### BRIEF
Edit the rows below so that "top-left corner" reads "upper-left corner", keeping every other character the same.

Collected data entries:
****************
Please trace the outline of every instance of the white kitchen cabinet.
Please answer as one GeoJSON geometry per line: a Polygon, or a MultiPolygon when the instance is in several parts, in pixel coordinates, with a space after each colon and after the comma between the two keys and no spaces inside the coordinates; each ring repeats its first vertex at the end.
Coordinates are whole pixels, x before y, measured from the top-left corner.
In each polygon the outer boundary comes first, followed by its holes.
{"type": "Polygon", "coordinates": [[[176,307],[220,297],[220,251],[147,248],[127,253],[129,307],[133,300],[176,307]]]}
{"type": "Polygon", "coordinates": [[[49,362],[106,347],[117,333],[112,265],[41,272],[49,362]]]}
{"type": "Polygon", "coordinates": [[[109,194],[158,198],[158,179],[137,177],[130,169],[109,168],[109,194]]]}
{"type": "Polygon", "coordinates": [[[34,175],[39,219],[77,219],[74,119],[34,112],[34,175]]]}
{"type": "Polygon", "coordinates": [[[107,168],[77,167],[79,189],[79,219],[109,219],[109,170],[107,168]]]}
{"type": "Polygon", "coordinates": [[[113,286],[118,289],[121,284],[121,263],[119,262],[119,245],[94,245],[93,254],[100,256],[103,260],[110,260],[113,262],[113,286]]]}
****************
### ANSWER
Please trace the outline of every instance of the white kitchen cabinet.
Please answer as one GeoJSON geometry per line: a Polygon, or a MultiPolygon when the instance is in several parts, in pixel coordinates, with a space after each colon and after the comma between the two keys and no spaces inside the coordinates; each ring repeats its first vertex at the end.
Coordinates are whole pixels, x before y, measured from the upper-left corner.
In each polygon the outer boundary comes first, followed by its holes.
{"type": "Polygon", "coordinates": [[[176,307],[220,297],[220,251],[147,248],[127,253],[129,307],[133,300],[176,307]]]}
{"type": "Polygon", "coordinates": [[[49,362],[106,347],[117,333],[112,265],[41,272],[49,362]]]}
{"type": "Polygon", "coordinates": [[[109,194],[158,198],[158,179],[137,177],[130,169],[109,168],[109,194]]]}
{"type": "Polygon", "coordinates": [[[34,175],[39,219],[77,219],[74,119],[34,112],[34,175]]]}
{"type": "Polygon", "coordinates": [[[107,168],[77,167],[79,189],[79,219],[109,219],[109,170],[107,168]]]}
{"type": "Polygon", "coordinates": [[[113,286],[118,289],[121,284],[121,263],[119,262],[119,245],[94,245],[93,254],[100,256],[103,260],[110,260],[113,262],[113,286]]]}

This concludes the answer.